* **WORK TO BE COMPLETED**
The answer must be every line of the records in which the string "window" appears.

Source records
________________________________________

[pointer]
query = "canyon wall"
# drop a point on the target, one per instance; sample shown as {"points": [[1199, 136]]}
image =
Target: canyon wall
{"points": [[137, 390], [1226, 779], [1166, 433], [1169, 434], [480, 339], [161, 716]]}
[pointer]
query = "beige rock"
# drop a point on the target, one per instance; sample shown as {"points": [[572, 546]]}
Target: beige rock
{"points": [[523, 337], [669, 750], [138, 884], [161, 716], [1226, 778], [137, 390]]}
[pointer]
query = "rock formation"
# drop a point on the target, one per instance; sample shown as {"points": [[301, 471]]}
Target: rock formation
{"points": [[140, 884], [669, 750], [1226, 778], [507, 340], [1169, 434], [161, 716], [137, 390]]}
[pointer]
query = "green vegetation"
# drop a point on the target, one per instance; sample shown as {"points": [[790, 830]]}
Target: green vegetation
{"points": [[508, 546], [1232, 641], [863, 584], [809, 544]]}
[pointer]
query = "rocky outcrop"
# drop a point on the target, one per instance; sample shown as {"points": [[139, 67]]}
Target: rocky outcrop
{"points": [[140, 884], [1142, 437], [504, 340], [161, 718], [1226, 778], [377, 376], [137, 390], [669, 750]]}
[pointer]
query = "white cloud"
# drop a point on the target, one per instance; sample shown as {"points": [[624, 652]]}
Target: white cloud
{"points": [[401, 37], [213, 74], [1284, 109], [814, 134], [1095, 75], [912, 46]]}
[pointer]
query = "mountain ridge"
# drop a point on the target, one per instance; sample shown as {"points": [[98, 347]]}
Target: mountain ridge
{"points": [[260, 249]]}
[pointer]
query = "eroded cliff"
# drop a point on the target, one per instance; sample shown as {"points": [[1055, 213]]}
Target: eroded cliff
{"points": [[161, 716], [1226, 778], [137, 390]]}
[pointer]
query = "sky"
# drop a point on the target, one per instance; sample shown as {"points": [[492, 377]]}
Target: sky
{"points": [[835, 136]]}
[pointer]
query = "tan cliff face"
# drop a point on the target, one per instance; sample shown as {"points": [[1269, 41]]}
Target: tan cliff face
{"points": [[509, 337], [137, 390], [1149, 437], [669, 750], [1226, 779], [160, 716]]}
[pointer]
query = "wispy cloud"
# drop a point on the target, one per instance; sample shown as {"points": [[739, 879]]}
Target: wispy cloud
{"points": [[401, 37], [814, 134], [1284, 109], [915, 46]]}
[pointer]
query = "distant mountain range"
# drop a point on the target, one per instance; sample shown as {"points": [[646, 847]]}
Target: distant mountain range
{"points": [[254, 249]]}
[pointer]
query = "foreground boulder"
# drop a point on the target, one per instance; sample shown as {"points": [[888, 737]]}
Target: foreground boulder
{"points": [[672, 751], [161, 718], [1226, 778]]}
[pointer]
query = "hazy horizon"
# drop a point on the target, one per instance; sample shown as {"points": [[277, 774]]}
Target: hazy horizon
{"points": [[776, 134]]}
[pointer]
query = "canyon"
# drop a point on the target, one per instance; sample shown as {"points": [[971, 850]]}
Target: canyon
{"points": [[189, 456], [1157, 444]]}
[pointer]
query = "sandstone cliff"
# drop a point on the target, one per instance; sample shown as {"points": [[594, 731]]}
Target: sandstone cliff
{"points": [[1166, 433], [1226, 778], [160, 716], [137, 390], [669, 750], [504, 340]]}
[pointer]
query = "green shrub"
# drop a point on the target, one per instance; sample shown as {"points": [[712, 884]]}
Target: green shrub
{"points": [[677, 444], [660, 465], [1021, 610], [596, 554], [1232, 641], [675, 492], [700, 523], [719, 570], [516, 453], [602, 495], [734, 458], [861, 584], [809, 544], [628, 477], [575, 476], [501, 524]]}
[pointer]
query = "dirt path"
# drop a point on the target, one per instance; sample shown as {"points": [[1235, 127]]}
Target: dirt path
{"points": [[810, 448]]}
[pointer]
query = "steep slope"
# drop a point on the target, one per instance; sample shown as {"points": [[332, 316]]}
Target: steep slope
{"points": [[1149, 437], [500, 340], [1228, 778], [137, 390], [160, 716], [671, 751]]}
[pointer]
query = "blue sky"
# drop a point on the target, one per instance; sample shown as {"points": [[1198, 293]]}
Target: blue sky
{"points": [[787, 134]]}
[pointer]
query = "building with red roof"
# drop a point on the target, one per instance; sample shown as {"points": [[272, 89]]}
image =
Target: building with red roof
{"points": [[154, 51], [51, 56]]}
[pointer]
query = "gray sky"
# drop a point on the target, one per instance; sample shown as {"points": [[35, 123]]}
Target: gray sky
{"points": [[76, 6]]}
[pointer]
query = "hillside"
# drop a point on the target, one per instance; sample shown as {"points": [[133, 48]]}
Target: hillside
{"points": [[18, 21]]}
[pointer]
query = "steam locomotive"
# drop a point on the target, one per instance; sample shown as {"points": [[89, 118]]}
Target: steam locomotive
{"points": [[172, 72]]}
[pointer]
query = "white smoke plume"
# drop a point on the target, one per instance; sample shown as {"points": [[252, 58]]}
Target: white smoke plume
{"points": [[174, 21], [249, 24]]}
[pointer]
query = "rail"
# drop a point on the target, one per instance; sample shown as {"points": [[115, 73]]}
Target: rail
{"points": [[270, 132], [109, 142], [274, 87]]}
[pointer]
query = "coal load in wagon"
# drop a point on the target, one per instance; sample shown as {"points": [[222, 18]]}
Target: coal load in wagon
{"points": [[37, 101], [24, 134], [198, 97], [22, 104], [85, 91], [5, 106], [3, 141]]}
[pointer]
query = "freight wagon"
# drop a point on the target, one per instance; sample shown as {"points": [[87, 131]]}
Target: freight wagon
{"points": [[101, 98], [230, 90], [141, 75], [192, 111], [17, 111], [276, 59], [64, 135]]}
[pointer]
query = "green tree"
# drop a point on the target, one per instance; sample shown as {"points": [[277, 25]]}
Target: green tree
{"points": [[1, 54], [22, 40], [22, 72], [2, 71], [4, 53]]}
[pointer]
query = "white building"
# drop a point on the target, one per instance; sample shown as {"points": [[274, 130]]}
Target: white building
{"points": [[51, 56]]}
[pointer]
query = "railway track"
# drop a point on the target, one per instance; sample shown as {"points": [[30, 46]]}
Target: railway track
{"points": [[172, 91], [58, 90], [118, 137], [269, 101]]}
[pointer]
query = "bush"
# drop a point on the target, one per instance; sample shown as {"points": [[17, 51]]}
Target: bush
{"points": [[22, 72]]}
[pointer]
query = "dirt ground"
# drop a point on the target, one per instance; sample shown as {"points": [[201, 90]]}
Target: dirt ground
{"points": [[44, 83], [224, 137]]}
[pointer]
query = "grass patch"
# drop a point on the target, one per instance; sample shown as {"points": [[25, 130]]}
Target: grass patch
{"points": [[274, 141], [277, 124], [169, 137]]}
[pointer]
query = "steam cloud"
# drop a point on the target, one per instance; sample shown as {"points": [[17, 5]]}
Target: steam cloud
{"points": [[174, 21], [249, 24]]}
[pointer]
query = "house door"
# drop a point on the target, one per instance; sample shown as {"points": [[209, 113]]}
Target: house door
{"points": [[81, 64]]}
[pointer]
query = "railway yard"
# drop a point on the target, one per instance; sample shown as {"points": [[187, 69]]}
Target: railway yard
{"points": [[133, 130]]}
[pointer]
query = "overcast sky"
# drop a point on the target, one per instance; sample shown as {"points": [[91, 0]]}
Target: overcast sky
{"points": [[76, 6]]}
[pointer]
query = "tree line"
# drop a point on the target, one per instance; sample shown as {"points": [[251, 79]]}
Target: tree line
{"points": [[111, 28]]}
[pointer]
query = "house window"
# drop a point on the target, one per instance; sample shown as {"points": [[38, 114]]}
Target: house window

________________________________________

* **ANSWER BOX**
query = "house window"
Target: house window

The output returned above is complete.